> [Stored entries]
####

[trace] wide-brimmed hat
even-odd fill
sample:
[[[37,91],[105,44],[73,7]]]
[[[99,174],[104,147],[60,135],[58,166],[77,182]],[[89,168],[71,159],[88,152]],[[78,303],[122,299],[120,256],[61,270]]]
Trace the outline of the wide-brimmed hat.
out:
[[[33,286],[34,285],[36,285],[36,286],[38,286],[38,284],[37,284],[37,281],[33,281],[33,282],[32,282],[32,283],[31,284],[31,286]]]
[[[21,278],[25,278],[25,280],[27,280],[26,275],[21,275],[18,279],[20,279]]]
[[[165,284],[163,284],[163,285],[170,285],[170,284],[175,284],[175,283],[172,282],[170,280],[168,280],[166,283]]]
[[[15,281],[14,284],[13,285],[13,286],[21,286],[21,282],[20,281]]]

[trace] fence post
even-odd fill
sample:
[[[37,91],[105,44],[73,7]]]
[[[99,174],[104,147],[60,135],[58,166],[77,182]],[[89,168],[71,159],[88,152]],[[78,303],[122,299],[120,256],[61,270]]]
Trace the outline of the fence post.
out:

####

> [PROBLEM REQUIREMENTS]
Transcribe every stored entry above character for character, keeping each line unchanged.

> [THE RESPONSE]
[trace] wide-brimmed hat
even-odd fill
sample:
[[[37,91],[105,44],[73,7]]]
[[[99,174],[104,147],[60,135],[58,166],[77,182]],[[89,168],[71,159],[88,152]],[[78,303],[122,299],[120,256],[61,270]]]
Trace the outline of the wide-brimmed hat.
out:
[[[33,286],[34,285],[36,285],[36,286],[38,286],[38,284],[37,284],[37,281],[33,281],[33,282],[32,282],[32,283],[31,284],[31,286]]]
[[[21,278],[25,278],[25,280],[27,280],[26,275],[21,275],[18,279],[20,279]]]
[[[165,284],[163,284],[163,285],[170,285],[170,284],[175,284],[175,283],[172,282],[170,280],[168,280],[166,283]]]
[[[15,281],[14,284],[13,285],[13,286],[21,286],[21,282],[20,281]]]

[trace] fence post
even-odd fill
sample:
[[[37,91],[105,44],[73,7]]]
[[[99,174],[104,147],[60,135],[58,166],[77,182]],[[89,168],[71,159],[88,152]],[[78,303],[122,299],[120,256],[61,270]]]
Trace the outline of the fence post.
out:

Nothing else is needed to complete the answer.